── Testo di partenza

Lo invio a te precisando che il signore che ti ha attribuito un errore grossolano si sbaglia, lui si, di grosso.
Mio nonno, avv. Salvatore Diaz, era un repubblicano convinto e poi un vero antifascista. In occasione dei moti del 1906 ha pagato per la sua fede repubblicana con 8 mesi di galera.
La famiglia di mia nonna Chareun proveniva dalla Savoia, ma lei nacque in Sardegna perché suo padre, che era un ingegnere navale, venne chiamato per progettare il porto della Maddalena.
Il padre sposò una signora di Nulvi e poi si trasferì a Cagliari per progettare il molo di levante.
Per dire quanto mia nonna fosse d’accordo con suo marito mi fa piacere ricordare la sua felicità il giorno del referendum istituzionale: uscendo dal seggio disse “ho potuto vendicare mio marito”.
Sono orgogliosa di appartenere ad una famiglia di repubblicani e antifascisti e gli insegnamenti di mio nonno sono stati per me molto preziosi.
E’ vero che mio nonno aveva un fratello, Francesco, che è stato ispettore della real casa, ma si sa nelle famiglie non tutti la pensano allo stesso modo.

────

§ Attività da svolgere:
A: Nel testo sulla famiglia Diaz, per quale ragione il padre della nonna Chareun venne chiamato in Sardegna?
B: Prosegui il testo sulla famiglia Diaz dopo la sua ultima frase.
L'elenco riportato qui proviene da una fonte diversa dal testo.

── Materiale fornito

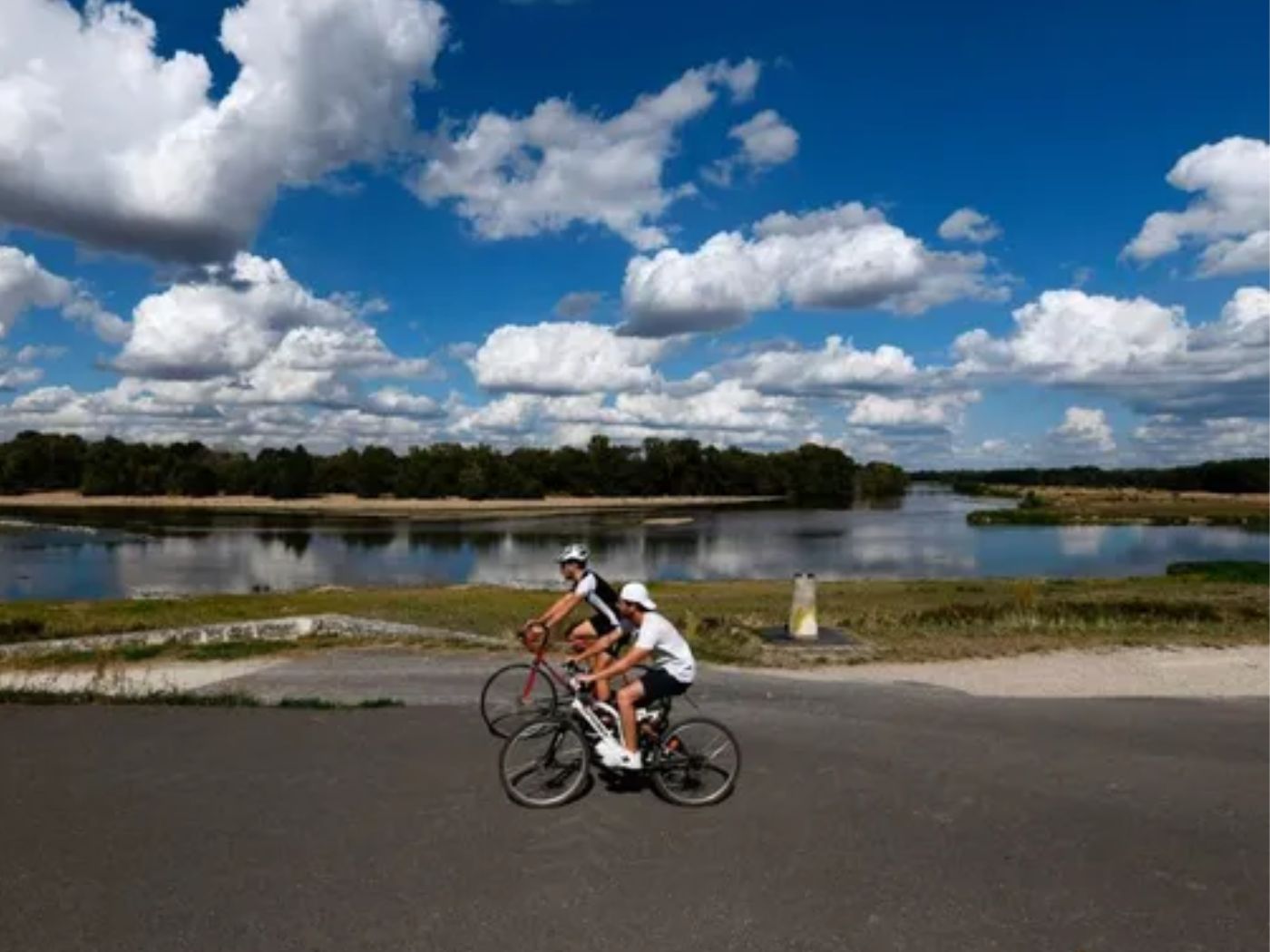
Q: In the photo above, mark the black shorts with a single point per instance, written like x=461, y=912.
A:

────

§ Risposte attese:
A: Per progettare il porto della Maddalena.

B:
E’ anche vero però che mio nonno aveva un rapporto particolare con un cugino, Augusto, che abitava a Livorno, ed era il padre di Furio e Laura che è stata una parlamentare del PCI.
Sarei curiosa di conoscere chi ha sottoscritto il commento negativo su mio nonno perché sono convinta che “gli avversari” politici bisogna incontrarli.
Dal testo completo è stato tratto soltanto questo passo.